Exercise objective:
Copy the listing below word for word, from its first line up to and including the line with "[[347, 249], [367, 248]]". Leave the pictures out of your copy.

Data for this task:
— start —

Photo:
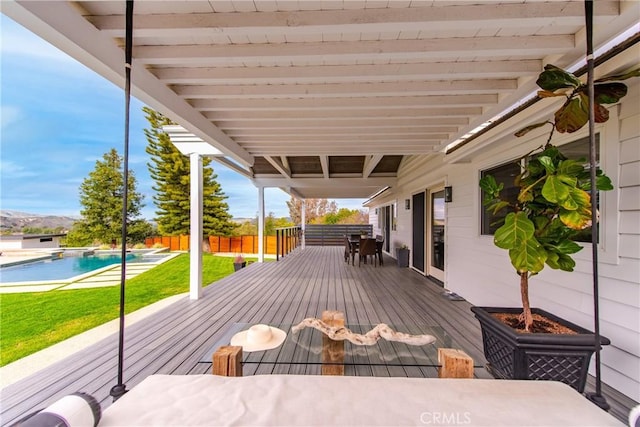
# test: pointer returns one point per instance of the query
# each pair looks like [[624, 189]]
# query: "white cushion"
[[304, 400]]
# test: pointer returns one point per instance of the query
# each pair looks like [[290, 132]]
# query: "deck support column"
[[260, 224], [195, 244], [303, 220]]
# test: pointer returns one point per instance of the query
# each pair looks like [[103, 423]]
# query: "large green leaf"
[[529, 256], [603, 183], [554, 190], [490, 186], [554, 78], [497, 207], [578, 219], [577, 199], [565, 263], [601, 113], [547, 163], [516, 229], [572, 115], [609, 93], [568, 247]]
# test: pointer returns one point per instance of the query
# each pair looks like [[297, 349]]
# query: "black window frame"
[[489, 223]]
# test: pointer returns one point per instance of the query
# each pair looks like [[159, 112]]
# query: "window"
[[506, 173]]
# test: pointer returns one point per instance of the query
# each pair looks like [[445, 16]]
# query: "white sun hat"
[[259, 338]]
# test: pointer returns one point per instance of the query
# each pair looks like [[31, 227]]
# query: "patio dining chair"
[[347, 249], [367, 248]]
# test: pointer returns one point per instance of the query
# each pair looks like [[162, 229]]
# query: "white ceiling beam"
[[367, 123], [505, 15], [370, 164], [302, 183], [332, 90], [237, 54], [234, 166], [346, 150], [293, 192], [251, 132], [244, 140], [279, 166], [381, 102], [285, 162], [352, 73], [220, 116]]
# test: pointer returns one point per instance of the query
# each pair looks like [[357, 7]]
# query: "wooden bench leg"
[[454, 363], [227, 361], [332, 351]]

— end —

Completed task:
Photo:
# test: pointer returns one point per instance of the query
# each pair looks like [[624, 189]]
# query: "white cushion"
[[304, 400]]
# test: pointer returns one point per instance of the query
# each pair looks like [[290, 132]]
# query: "deck support column"
[[260, 224], [195, 244], [303, 220]]
# test: pointer returns one point per instance of the query
# each pair looks like [[103, 423]]
# query: "large green leaf"
[[529, 256], [603, 183], [554, 190], [490, 186], [554, 78], [497, 207], [578, 219], [577, 199], [565, 263], [601, 113], [547, 163], [516, 229], [572, 115], [609, 93], [568, 247]]
# test: pointer returns one point per instance of the query
# each pair looks like [[297, 349]]
# query: "black window frame"
[[489, 223]]
# test: pointer returns one point per instance of the query
# each pair looks like [[159, 112]]
# query: "window"
[[506, 173]]
# test: pointer returns one point per instance of the query
# each pair looks like [[445, 16]]
# query: "white sun hat"
[[259, 338]]
# test: pointer returns one point per instance of the query
# each pair looks like [[31, 227]]
# query: "patio dining chair"
[[347, 249], [367, 248]]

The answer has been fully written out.